EXERCISE – Using the entries below, transcribe exactly the line containing "Annotate the white flower" and each line that follows it to the end.

(Stored data entries)
* begin *

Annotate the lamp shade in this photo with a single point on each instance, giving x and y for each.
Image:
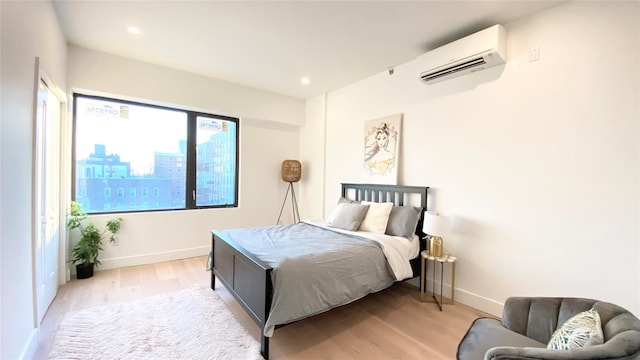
(435, 225)
(291, 170)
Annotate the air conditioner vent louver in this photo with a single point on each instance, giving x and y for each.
(453, 69)
(478, 51)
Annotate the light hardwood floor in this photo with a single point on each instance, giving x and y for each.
(391, 324)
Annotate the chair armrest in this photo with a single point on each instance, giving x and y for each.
(530, 353)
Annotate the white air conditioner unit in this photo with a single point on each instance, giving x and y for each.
(478, 51)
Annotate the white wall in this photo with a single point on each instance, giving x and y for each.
(536, 162)
(29, 29)
(312, 150)
(269, 134)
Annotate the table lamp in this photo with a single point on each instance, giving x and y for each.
(436, 227)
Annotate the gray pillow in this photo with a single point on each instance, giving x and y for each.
(348, 216)
(347, 201)
(403, 221)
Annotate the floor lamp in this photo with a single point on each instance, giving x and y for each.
(291, 172)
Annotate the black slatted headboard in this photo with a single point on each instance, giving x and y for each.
(398, 194)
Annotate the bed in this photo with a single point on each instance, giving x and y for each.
(284, 273)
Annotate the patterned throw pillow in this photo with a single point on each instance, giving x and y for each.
(581, 330)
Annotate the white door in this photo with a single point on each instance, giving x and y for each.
(46, 196)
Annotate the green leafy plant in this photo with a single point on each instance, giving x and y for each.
(88, 248)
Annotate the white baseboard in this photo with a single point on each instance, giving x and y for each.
(468, 298)
(114, 263)
(31, 346)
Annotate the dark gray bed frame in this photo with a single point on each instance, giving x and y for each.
(248, 278)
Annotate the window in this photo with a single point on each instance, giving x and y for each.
(188, 159)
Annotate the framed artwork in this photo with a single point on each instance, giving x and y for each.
(381, 145)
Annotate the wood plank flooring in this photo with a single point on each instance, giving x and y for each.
(391, 324)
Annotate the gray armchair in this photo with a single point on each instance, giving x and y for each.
(528, 323)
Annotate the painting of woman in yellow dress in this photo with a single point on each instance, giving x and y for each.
(380, 149)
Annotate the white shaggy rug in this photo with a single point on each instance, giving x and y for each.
(189, 324)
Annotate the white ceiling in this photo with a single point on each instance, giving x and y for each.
(271, 45)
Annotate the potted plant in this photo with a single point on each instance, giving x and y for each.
(85, 252)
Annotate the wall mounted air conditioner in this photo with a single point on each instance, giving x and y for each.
(478, 51)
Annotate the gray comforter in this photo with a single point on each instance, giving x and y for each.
(314, 269)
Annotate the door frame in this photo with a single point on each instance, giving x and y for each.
(41, 75)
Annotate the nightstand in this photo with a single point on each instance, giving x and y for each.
(445, 259)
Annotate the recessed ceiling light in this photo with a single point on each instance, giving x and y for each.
(134, 30)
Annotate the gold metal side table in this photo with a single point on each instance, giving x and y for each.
(423, 278)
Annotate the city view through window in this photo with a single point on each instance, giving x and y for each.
(134, 157)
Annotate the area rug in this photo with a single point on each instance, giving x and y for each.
(190, 324)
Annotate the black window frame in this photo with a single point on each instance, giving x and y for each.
(191, 154)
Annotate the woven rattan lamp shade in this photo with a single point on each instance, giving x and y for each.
(291, 170)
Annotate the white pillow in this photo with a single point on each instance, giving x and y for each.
(347, 216)
(377, 217)
(583, 329)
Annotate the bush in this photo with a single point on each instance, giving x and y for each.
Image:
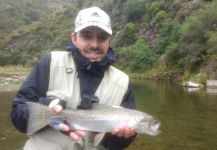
(137, 56)
(135, 9)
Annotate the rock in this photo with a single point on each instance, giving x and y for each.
(211, 83)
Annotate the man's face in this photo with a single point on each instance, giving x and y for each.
(93, 43)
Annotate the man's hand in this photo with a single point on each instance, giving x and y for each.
(64, 128)
(124, 131)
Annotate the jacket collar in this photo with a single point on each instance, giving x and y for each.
(84, 64)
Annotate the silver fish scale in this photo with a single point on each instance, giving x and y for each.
(102, 120)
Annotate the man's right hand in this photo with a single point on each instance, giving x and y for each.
(64, 128)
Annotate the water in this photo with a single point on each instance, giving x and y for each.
(188, 119)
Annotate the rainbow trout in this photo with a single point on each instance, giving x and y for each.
(101, 118)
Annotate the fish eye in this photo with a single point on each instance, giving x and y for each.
(155, 122)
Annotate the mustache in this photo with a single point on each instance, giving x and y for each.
(95, 49)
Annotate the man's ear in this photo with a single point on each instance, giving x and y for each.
(73, 38)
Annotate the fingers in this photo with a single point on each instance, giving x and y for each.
(76, 135)
(57, 108)
(124, 131)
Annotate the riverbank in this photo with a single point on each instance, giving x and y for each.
(11, 77)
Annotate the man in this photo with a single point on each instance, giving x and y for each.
(83, 73)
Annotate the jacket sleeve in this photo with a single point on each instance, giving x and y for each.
(113, 142)
(33, 89)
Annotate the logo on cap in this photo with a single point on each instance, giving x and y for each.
(95, 14)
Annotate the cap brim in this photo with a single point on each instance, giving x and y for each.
(95, 24)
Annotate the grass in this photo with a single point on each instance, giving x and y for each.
(11, 70)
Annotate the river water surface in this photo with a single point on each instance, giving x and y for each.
(188, 119)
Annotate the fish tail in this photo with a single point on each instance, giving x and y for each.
(37, 119)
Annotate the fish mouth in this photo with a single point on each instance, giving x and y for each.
(154, 127)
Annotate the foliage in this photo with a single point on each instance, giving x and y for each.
(182, 33)
(134, 9)
(140, 55)
(127, 35)
(198, 37)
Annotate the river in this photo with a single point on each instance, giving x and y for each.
(188, 119)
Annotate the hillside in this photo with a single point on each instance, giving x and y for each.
(160, 39)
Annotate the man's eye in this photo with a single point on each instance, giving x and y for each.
(86, 35)
(103, 37)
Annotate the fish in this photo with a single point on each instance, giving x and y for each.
(101, 118)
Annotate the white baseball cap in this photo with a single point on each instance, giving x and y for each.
(93, 16)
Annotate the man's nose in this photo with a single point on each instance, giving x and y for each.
(94, 42)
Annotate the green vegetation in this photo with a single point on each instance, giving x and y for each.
(155, 39)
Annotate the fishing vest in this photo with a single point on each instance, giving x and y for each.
(64, 80)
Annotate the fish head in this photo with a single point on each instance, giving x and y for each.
(148, 126)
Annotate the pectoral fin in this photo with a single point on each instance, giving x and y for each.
(98, 138)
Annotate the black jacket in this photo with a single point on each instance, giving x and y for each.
(90, 74)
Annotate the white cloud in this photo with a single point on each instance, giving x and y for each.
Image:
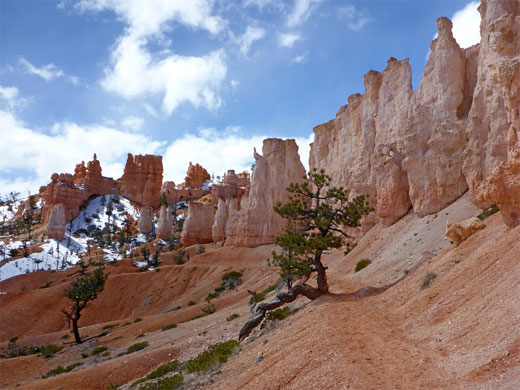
(259, 3)
(301, 59)
(246, 40)
(355, 19)
(150, 19)
(47, 72)
(288, 40)
(466, 25)
(9, 95)
(38, 155)
(132, 123)
(218, 152)
(150, 110)
(136, 72)
(301, 11)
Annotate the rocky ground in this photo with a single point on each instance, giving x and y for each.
(461, 332)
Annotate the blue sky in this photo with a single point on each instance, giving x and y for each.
(199, 80)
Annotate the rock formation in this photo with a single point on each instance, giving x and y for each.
(459, 232)
(74, 191)
(426, 148)
(494, 119)
(197, 228)
(255, 223)
(57, 224)
(196, 176)
(142, 180)
(165, 224)
(218, 230)
(435, 138)
(146, 220)
(502, 188)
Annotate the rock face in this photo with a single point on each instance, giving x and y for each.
(165, 224)
(218, 230)
(142, 180)
(494, 122)
(74, 190)
(197, 228)
(435, 139)
(502, 188)
(426, 148)
(459, 232)
(196, 176)
(255, 223)
(145, 224)
(57, 224)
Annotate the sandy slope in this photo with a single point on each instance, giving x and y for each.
(462, 332)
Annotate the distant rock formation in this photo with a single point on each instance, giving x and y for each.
(142, 180)
(196, 186)
(197, 228)
(493, 128)
(145, 224)
(74, 190)
(426, 148)
(502, 187)
(196, 176)
(459, 232)
(165, 224)
(255, 223)
(57, 224)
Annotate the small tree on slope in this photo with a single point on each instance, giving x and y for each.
(82, 291)
(316, 216)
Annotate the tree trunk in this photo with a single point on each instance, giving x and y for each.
(321, 278)
(76, 331)
(280, 300)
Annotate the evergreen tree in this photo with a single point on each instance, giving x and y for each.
(82, 291)
(316, 217)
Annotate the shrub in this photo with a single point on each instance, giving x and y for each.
(167, 327)
(488, 212)
(136, 347)
(211, 296)
(60, 370)
(209, 309)
(110, 326)
(427, 280)
(98, 350)
(14, 252)
(163, 370)
(171, 383)
(233, 275)
(47, 285)
(49, 350)
(363, 263)
(214, 355)
(276, 315)
(262, 294)
(232, 317)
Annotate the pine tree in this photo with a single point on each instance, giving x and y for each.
(316, 217)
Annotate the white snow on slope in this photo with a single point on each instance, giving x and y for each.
(49, 259)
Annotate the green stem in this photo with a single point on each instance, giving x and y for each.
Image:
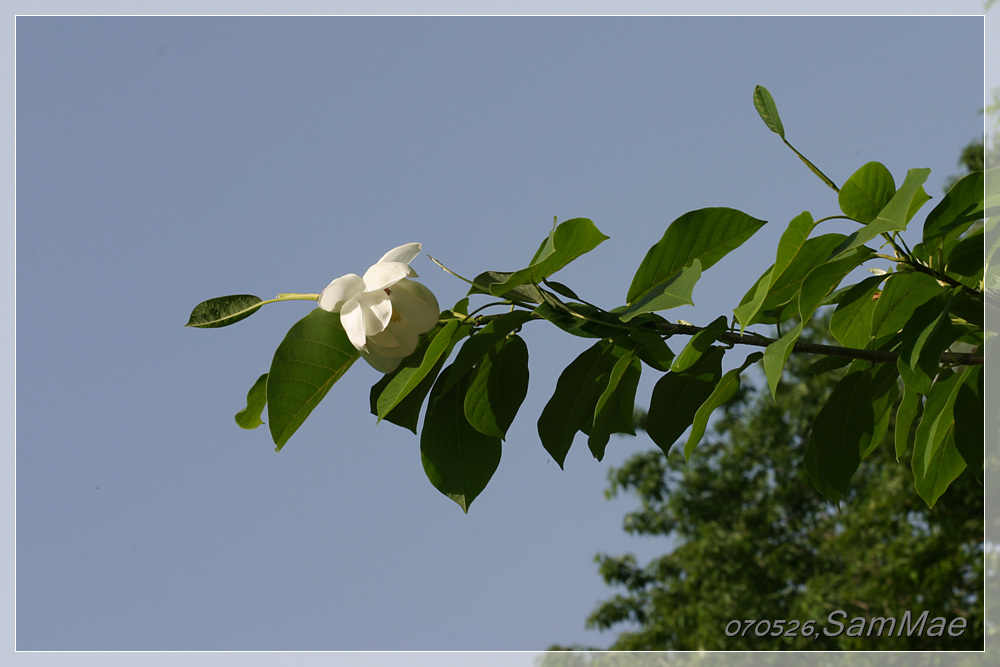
(291, 297)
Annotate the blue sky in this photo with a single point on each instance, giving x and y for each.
(165, 160)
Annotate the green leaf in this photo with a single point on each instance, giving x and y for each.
(674, 291)
(815, 287)
(652, 349)
(906, 415)
(522, 294)
(792, 242)
(867, 192)
(677, 396)
(894, 216)
(707, 235)
(498, 387)
(969, 420)
(965, 257)
(725, 390)
(615, 408)
(768, 111)
(314, 354)
(223, 311)
(903, 293)
(961, 206)
(484, 340)
(585, 321)
(571, 407)
(567, 241)
(927, 334)
(406, 378)
(938, 419)
(842, 427)
(249, 417)
(939, 472)
(785, 288)
(885, 390)
(699, 344)
(851, 323)
(458, 460)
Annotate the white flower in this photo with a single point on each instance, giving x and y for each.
(384, 312)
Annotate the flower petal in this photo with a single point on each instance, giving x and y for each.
(376, 309)
(339, 291)
(405, 253)
(416, 305)
(353, 320)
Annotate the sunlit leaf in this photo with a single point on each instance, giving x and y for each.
(673, 292)
(699, 344)
(571, 407)
(615, 407)
(249, 417)
(498, 387)
(842, 427)
(728, 385)
(413, 370)
(936, 475)
(768, 111)
(707, 235)
(458, 460)
(867, 192)
(568, 240)
(314, 354)
(677, 396)
(894, 215)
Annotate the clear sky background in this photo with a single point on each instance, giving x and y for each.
(162, 161)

* end *

COMPLETE RESPONSE –
Annotate the white flower in this photo with a single point on each instance, giving x and y for each.
(384, 312)
Annotate the flower petal in this photo with a single point on each instance, giving x and y for each.
(376, 309)
(339, 291)
(405, 253)
(416, 305)
(353, 320)
Annotate the sunlit leaf in this photo with a single point on each instance, giving x and y for each.
(673, 292)
(699, 344)
(571, 407)
(615, 407)
(249, 417)
(498, 387)
(842, 427)
(728, 385)
(413, 370)
(936, 475)
(768, 111)
(707, 235)
(458, 460)
(867, 192)
(568, 240)
(314, 354)
(677, 396)
(894, 215)
Annotate the clear sky background in this photo with a single point on each instance, giving x and y for each.
(162, 161)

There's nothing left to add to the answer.